Um, you know, does this mean you can trade 24 7 or are you still limited to being able to trade 24 5, et cetera, et cetera.

Lot lots of questions here.

Um, but we are rapidly moving to a world where Web3 is going to be the financial, um, system.

Yeah, that, that's right.

And Nasdaq, um, has the power to really embed Web3 into the exchange.

O obviously where it, it is, it's no different.

It's the same.

They're equal.

You can buy the token, you can buy a share of stock.

One share is exchangeable into one token and it's back and forth.

And I think it will end up being 24 7 trading.

Um, the pace and how we get there might be staggered, but yeah, it's coming pretty much faster than I had expected at the beginning of the year.

Yeah.

Very, very quickly.

Uh, Robinhood, a broker built for social media age to launch its own social network.

Um, this is one story of several, so I just wanna sort of, uh mm-hmm.

Mention that, uh, that base, which is part of Coinbase mm-hmm.

Uh, is also right now in, in a private launch, launching relaunching base, which was previously coined base wallet as a social media app.

Mm-hmm.

Um, and forecaster, which has been the social, the social media network of, of prominence for crypto, um, already today is allowing you to share your trades and things like that.

And so I think by the end of this year, we're gonna have three and, and, and base is built on forecaster.

I don't know what Robinhood is built on.

Yeah.

From a social perspective.

I couldn't find it.

I don't know if they've announced it.

Yeah.

So that's something I, we will need to kind of, you know, do some offline research on, but, uh, at, at least base is using the same protocol.

Mm-hmm.

Um, it's, it's all built on open protocol, right?

So it'll be interesting to see if Robinhood is building everything on open protocols.

But by the end of this year, y'all we're gonna have like three, at least three viable, well-populated social networks focused around financial transactions where it's actually an open market for creators.

Where you can be compensated for your activity, not from meta when they pay you because you get ad impressions or not by getting paid by X, some centralized player, but where you get paid by the open market.

Because every post is itself a tokenized asset, right?

Everyone, every post, right.

And the technology is getting pretty good where it, it is not a hundred percent transparent, but it, it's pretty behind the scenes and, and almost as easy, I mean maybe I think it is as easy, I think Twitter, think podcaster, you can, you can make the plain podcast is as easy as Twitter.

Yeah, it is X, whatever, right?

But then on, on any of these three platforms that are Web3, I own my tweets or posts or messages, whatever they're called on that platform.

But then also I can take my users, I can take my followers and.

Stay there, go somewhere else.

And so they truly are assets.

Whereas if you're on Twitter or Instagram, your followers are not yours.

And if you decide to go to another platform, you can't take them.

I mean, you can put a tweet out and say, please meet me over there, but a large number are not going to, you can't just take 'em like that.

Yeah.

Yeah.

So thi this, this is pay, pay attention is what I would say.

Because especially as, you know, these other platforms just continue to be cesspools.

I mean, quite frankly, it, it's, they're getting less and less.

It's hard.

Usable to It's hard.

Yeah.

It's hard to use them.

» Study material:
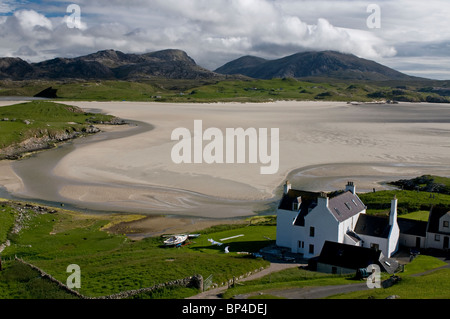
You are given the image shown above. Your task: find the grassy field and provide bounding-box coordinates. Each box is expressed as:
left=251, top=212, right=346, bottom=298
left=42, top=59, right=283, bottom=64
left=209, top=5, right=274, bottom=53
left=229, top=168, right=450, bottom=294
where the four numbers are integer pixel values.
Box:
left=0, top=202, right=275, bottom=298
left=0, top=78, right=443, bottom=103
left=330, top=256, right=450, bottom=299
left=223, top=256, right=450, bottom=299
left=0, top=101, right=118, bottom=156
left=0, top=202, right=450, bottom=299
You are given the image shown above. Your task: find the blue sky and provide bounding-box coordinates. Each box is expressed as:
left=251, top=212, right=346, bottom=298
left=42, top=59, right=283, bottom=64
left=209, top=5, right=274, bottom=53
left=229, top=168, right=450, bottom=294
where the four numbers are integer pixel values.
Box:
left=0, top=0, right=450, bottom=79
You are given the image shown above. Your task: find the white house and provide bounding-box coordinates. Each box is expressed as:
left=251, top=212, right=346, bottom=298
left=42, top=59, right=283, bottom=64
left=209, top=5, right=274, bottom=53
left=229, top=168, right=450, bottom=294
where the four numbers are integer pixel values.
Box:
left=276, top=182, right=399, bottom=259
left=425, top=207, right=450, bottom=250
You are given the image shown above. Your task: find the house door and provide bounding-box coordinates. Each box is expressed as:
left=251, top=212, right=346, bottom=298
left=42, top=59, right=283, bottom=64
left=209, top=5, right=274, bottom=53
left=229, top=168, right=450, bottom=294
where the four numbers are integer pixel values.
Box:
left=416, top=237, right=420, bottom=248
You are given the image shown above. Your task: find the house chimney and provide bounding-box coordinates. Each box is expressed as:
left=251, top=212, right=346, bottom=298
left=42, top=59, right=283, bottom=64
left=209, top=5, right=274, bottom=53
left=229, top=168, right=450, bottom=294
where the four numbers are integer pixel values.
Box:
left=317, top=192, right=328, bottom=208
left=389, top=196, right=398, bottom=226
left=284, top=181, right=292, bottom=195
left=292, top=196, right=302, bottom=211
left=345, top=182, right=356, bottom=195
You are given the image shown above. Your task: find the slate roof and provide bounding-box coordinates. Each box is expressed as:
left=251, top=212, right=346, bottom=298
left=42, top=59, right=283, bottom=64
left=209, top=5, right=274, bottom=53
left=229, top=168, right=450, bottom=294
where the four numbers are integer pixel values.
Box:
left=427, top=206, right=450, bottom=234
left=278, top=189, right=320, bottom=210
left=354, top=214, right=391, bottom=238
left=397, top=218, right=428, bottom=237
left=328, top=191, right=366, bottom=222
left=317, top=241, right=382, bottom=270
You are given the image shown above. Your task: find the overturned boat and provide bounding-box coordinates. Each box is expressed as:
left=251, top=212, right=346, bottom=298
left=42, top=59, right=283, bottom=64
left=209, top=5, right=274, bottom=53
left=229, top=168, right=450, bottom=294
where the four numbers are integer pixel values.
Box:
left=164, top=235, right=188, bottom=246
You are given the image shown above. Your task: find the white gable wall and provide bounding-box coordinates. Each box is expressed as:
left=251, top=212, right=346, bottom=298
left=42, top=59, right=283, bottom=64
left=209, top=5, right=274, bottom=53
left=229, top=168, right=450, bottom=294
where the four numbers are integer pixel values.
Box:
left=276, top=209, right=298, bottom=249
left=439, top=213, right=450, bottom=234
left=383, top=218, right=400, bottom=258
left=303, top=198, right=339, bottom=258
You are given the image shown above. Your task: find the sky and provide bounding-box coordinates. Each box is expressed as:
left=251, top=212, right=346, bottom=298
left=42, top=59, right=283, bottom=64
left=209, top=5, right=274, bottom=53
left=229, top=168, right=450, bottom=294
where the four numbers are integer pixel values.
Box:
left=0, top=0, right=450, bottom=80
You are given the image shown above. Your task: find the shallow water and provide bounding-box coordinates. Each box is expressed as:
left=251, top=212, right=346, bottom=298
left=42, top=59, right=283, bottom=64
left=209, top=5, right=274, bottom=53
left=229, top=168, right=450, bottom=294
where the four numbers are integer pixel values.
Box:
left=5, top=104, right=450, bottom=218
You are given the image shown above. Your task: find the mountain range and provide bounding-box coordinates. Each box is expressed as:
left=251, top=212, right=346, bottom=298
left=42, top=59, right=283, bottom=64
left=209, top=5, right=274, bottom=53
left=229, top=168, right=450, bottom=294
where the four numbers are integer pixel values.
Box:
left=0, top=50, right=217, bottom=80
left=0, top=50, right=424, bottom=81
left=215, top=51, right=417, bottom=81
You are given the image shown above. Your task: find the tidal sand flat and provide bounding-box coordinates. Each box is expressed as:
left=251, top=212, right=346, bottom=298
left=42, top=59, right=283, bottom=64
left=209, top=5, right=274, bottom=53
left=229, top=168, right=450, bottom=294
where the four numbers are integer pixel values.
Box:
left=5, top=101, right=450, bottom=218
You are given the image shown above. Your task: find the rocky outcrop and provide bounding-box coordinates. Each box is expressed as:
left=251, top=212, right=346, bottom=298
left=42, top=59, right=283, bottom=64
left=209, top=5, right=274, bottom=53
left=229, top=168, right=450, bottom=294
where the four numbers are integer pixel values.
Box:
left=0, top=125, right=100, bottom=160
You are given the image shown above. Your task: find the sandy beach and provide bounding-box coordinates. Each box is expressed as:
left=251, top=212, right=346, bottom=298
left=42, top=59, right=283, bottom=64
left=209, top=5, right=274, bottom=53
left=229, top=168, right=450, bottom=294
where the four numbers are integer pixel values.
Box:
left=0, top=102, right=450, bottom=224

» Task prompt: Repeat the part of the Web3 conversation transcript starting with "Uh, is also" and going on through "is built on.". The rows are separate material and have nothing to do with the transcript.

» Completed exercise:
Uh, is also right now in, in a private launch, launching relaunching base, which was previously coined base wallet as a social media app.

Mm-hmm.

Um, and forecaster, which has been the social, the social media network of, of prominence for crypto, um, already today is allowing you to share your trades and things like that.

And so I think by the end of this year, we're gonna have three and, and, and base is built on forecaster.

I don't know what Robinhood is built on.